### EXERCISE REQUIREMENTS
Render the lines from the one containing "Locate the gray" through the one containing "[(278, 277), (54, 341)]" as a JSON list of strings, with one string per line and blank lines skipped. Leave the pictures out.

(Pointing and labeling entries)
* * * * * * * * *

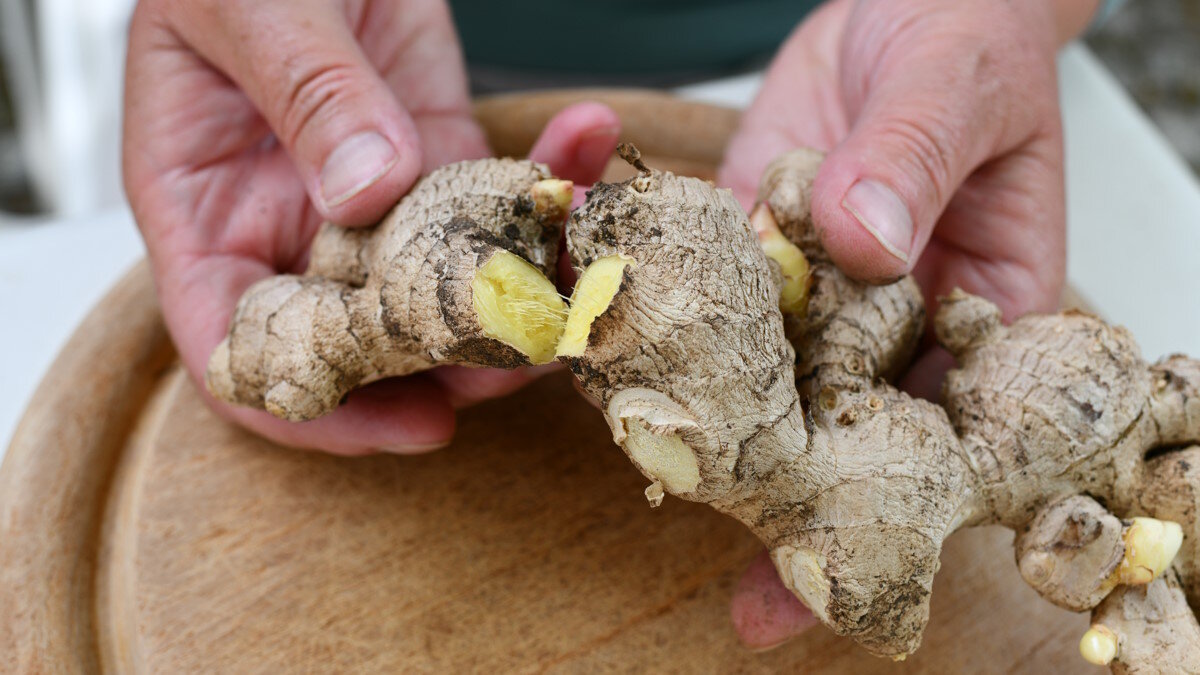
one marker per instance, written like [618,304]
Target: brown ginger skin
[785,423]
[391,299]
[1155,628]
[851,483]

* * * * * * * * *

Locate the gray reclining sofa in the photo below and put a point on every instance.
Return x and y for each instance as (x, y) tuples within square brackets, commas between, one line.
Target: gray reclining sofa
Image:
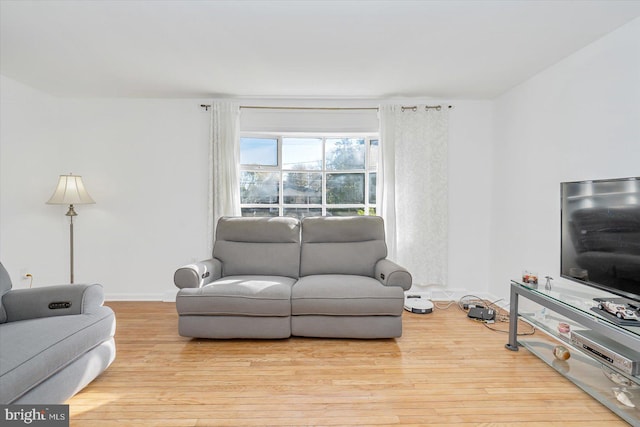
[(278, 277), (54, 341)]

* * * * * * * * *

### REPLY TO THE TASK
[
  "Locate the gray reclining sofa in the photo below and put a point on every instance.",
  "Return x and y for each instance as (x, y) tuples within square brackets, commas between, one line.",
  "Target: gray reclining sofa",
  "Image:",
  "[(278, 277), (54, 341)]"
]